#### Records for this exercise:
_ _ _

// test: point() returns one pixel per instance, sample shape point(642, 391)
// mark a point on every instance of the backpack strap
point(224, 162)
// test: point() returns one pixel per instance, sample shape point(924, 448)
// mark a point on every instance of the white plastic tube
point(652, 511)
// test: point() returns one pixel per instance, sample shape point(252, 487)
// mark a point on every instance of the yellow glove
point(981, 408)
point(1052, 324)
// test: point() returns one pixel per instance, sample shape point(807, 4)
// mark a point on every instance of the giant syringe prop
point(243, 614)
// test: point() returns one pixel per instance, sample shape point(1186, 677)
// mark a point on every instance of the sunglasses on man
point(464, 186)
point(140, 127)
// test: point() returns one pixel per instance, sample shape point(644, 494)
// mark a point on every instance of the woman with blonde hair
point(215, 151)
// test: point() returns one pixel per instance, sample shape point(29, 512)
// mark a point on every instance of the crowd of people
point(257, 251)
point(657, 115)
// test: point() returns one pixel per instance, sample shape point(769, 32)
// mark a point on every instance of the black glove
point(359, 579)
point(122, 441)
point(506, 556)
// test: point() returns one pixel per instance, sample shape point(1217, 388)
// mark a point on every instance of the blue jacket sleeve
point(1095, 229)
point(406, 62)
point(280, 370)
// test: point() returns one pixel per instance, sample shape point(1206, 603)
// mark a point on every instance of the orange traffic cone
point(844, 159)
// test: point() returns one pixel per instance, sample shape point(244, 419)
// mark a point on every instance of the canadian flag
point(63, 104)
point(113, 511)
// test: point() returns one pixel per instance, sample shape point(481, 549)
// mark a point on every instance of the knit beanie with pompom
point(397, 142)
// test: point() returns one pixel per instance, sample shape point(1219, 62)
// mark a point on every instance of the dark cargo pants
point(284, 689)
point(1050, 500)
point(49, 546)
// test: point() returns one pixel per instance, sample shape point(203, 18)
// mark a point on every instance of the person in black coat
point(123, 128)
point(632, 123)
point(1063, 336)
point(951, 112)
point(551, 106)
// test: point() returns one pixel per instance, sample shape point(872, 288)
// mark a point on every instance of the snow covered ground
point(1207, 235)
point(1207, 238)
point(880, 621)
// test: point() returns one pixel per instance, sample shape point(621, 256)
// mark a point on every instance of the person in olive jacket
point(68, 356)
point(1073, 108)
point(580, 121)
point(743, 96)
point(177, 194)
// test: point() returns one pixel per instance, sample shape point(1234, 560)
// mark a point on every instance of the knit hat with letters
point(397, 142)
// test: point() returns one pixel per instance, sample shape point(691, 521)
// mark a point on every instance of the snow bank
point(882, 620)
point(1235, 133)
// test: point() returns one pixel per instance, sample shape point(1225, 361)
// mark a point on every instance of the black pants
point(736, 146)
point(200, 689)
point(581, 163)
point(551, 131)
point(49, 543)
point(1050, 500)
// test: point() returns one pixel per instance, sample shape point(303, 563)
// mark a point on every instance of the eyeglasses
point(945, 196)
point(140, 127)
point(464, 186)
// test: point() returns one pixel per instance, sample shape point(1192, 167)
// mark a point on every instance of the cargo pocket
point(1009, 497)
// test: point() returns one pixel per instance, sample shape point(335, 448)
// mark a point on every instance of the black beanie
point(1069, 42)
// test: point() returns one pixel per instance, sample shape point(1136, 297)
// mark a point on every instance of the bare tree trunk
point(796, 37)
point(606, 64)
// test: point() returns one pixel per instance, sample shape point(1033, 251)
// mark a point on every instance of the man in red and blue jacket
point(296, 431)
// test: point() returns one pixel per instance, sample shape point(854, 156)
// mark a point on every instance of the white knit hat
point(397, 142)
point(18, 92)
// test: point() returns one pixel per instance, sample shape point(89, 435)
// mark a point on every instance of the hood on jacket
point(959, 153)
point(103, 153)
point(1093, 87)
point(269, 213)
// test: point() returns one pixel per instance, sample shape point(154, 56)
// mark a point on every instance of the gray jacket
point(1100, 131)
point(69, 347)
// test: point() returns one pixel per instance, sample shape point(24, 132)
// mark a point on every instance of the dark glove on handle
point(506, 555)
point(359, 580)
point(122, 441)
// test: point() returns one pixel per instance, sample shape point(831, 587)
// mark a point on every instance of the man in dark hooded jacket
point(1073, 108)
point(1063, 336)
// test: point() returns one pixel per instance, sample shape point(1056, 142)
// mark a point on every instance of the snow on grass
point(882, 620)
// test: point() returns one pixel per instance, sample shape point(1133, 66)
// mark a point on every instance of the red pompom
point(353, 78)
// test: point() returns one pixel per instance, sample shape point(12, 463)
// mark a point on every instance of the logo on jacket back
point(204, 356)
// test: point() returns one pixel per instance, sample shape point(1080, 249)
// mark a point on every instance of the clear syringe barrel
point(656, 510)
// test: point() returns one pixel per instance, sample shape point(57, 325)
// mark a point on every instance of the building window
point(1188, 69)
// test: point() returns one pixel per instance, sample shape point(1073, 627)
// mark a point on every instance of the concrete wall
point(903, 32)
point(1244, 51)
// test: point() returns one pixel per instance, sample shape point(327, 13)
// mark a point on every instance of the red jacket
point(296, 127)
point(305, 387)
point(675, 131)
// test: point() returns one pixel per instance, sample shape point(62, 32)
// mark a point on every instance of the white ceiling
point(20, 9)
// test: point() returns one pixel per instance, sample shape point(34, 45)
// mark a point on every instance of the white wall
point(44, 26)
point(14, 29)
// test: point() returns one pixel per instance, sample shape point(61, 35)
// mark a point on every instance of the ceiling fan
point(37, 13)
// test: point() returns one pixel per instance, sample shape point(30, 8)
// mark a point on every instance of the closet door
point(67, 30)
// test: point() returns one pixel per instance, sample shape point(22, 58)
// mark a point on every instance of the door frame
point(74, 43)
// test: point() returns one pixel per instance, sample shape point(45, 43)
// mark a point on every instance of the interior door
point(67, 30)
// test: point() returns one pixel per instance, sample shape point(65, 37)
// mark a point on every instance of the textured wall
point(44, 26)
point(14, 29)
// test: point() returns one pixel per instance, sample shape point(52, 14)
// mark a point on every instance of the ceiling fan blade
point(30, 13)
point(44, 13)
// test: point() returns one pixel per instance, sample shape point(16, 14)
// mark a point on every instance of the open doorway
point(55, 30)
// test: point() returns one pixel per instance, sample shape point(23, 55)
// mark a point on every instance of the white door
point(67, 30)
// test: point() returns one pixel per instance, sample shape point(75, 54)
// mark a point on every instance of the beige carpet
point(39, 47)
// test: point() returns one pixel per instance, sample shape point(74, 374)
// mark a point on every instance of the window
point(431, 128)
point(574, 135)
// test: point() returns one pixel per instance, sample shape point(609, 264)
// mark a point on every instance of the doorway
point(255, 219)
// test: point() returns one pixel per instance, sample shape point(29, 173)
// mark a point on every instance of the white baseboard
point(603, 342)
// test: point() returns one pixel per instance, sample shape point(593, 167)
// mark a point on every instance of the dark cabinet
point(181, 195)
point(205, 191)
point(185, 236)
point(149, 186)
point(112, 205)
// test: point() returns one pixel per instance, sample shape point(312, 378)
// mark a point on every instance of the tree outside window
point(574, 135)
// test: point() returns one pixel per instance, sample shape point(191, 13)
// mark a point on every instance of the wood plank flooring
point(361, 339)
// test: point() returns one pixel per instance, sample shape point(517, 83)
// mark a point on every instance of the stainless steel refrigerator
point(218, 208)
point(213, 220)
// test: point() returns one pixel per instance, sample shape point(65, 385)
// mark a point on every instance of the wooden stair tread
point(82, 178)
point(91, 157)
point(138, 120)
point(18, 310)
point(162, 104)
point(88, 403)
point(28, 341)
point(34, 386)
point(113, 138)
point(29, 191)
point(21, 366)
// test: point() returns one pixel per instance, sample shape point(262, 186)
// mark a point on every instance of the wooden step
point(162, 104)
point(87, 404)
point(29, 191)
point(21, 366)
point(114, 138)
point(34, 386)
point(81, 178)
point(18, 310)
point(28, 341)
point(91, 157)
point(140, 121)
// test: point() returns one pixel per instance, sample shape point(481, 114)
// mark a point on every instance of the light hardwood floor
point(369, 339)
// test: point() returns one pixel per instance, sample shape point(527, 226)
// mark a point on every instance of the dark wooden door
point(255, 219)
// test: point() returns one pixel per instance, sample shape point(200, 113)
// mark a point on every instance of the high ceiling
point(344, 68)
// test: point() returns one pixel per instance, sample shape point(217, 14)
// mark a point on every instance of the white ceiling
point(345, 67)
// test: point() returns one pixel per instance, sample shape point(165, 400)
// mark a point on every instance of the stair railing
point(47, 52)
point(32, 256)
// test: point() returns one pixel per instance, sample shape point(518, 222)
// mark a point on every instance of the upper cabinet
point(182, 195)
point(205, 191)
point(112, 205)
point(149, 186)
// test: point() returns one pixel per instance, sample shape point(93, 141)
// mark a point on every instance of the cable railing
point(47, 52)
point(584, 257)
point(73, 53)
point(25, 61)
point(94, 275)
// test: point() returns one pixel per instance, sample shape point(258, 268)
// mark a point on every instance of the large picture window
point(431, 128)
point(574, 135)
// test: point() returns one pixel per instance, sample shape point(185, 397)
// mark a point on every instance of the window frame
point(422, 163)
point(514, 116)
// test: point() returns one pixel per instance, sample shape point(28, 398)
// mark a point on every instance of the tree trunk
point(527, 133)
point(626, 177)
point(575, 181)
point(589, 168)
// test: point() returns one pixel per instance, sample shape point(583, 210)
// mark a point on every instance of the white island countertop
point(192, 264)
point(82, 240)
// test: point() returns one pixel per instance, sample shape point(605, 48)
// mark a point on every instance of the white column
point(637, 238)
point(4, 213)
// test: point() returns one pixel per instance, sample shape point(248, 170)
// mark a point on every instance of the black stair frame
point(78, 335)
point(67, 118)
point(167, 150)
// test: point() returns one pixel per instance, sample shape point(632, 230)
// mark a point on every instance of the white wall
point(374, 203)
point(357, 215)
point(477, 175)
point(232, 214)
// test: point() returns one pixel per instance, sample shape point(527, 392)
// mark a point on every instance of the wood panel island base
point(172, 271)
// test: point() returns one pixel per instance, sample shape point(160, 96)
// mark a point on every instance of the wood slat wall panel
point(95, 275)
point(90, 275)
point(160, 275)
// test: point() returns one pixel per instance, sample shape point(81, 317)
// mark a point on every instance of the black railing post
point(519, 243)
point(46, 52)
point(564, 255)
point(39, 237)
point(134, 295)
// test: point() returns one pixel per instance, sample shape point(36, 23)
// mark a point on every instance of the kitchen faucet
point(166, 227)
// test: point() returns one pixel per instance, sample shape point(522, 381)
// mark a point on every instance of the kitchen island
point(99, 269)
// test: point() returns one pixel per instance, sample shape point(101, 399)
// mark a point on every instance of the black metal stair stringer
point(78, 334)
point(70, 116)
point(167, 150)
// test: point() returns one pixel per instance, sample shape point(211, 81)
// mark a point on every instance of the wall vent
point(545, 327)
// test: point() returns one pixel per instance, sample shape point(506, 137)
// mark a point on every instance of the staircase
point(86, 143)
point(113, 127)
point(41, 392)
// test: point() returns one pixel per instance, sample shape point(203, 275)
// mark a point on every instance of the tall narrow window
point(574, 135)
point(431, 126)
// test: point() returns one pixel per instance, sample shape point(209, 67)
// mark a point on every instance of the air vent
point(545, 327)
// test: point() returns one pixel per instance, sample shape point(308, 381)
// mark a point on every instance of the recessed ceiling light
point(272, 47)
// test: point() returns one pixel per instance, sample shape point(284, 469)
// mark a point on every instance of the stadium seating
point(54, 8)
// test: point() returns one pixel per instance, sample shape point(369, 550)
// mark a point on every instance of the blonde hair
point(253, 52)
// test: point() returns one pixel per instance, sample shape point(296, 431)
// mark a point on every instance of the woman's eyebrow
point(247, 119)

_ _ _

#### Work request:
Of the lines above, retype only those from the line containing "stainless steel refrigerator" through the line containing "shape point(481, 114)", including both, exactly.

#### Finished exercise:
// mark a point on every instance of the stainless steel refrigerator
point(218, 208)
point(213, 220)
// test: point() returns one pixel per instance, sample shape point(65, 385)
// mark a point on every instance of the wooden stair tread
point(82, 178)
point(91, 157)
point(138, 120)
point(18, 310)
point(162, 104)
point(88, 403)
point(28, 341)
point(34, 386)
point(113, 138)
point(29, 191)
point(21, 366)
// test: point() returns one pixel per instance, sample shape point(262, 186)
// mark a point on every instance of the wooden step
point(162, 104)
point(87, 404)
point(29, 191)
point(21, 366)
point(114, 138)
point(34, 386)
point(81, 178)
point(18, 310)
point(28, 341)
point(91, 157)
point(140, 121)
// test: point() returns one pixel per instance, sample shape point(481, 114)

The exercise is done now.